> _DIRECTIONS_
1) In the biography of Đỗ Quang Giai, what school is given as his alma mater?
2) Extend the biography of Đỗ Quang Giai with a further paragraph that picks up after its final sentence.

> _TEXT SHOWN_
▶

- Mayor Đỗ Quang Giai in 1952

Senator of the Republic of Vietnam
- In office 1966–1972

Personal details
- Born: July 19, 1900 Phượng Dực, Thường Tín, Hà Đông, French Indochina
- Died: August 27, 1972 (aged 72) South Vietnam
- Spouse: Trần Thị Quy
- Children: 10
- Alma mater: French Indochina School of Law and Administration
- Occupation: Politician, civil servant, jurist
- Known for: Chairman of Senate Foreign Relations Committee; recipient of the Order of the British Empire (OBE)

= Đỗ Quang Giai =

Đỗ Quang Giai (July 19, 1900 – August 27, 1972) was a Senator of the Republic of Vietnam from 1966 to 1972. In his early political career, he was Mayor of Hà Nội from 1952 until Vietnam was partitioned at the 17th parallel as a result of the Geneva Accord in 1954. He was a staunch nationalist who opposed the French colonial rule and the Hanoi's communist government.

◀

> _AVAILABLE DATA_
▶

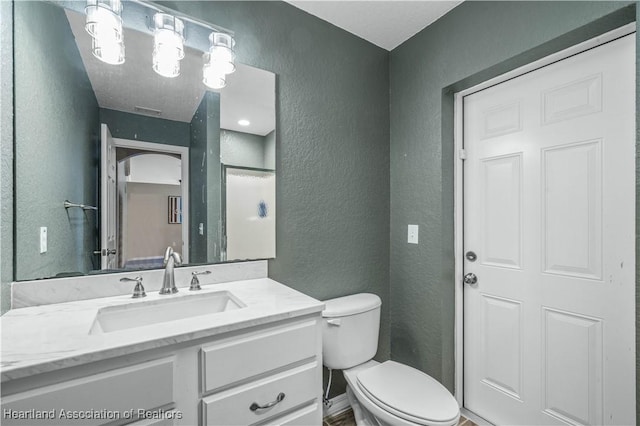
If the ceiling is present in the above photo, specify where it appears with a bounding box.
[66,10,275,136]
[286,0,462,50]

◀

> _ANSWER SET_
1) The French Indochina School of Law and Administration.

2)
==Early life and family==
Giai was born on 07/19/1899. The Đỗ-Quang traced their roots to the village of Phượng Dực, in the district of Thường Tín and the city of Hà Đông. His family moved to Hanoi to find work and settled in the village of Linh Quang behind the Hanoi railway station between the streets of Khâm Thiên and Sinh Từ (now called Nguyễn Khuyến). As a young man, he attended the French Indochina School of Law and Administration (Ecole de Droit et d'Administration) and worked as Tham Biện at the Toà Sứ Hưng Yên. He took exam to become Lục Sự but then went back to school with the goal to join the civil service. After graduating he served as tri phủ (district chief).
He was married to Trần Thị Quy and had ten children.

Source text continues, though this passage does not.